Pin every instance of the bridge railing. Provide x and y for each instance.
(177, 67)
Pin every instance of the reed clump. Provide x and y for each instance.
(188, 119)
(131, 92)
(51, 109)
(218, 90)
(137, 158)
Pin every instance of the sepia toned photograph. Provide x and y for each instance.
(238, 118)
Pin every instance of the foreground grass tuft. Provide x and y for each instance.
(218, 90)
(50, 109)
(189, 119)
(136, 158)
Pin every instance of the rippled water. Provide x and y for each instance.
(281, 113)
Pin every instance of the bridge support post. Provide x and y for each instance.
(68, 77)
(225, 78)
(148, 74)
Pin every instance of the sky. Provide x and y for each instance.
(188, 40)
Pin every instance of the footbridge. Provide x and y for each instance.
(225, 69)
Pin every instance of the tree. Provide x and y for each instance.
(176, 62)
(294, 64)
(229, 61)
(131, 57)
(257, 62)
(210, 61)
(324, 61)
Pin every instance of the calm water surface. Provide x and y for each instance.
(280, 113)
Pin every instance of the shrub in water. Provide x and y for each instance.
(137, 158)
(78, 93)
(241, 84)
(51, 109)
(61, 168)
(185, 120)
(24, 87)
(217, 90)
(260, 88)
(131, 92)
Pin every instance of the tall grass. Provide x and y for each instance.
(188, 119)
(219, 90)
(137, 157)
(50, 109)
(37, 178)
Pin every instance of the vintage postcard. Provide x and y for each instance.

● ● ● ●

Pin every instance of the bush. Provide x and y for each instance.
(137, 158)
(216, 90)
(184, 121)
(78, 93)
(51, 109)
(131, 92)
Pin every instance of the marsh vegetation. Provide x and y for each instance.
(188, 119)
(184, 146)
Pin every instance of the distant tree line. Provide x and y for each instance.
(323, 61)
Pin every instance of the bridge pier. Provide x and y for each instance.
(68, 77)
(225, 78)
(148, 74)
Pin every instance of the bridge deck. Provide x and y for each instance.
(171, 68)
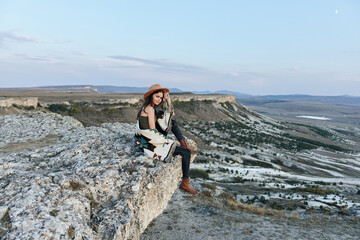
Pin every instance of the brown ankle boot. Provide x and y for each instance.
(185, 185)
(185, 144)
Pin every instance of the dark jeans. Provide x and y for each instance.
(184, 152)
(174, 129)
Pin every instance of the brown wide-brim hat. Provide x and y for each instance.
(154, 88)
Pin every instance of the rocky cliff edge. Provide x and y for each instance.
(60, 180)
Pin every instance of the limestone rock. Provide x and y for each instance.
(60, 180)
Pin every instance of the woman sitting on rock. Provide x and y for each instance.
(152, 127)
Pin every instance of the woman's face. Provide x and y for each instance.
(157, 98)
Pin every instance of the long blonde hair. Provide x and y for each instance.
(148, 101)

● ● ● ●

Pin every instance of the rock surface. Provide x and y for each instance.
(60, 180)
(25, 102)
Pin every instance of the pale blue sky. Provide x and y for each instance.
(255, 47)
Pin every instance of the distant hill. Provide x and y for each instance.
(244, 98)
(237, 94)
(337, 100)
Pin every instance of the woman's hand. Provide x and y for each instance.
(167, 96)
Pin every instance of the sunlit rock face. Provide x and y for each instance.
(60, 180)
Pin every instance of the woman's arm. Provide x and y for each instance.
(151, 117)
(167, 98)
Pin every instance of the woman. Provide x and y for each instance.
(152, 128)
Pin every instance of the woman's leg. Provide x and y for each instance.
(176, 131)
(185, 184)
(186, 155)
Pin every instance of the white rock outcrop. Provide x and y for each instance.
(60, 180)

● ● ● ●

- **Stated goal**: Tally the lines above that contain the string "surface", treating uppercase and lowercase as different, and reply with only that number.

- **Completed task**: 2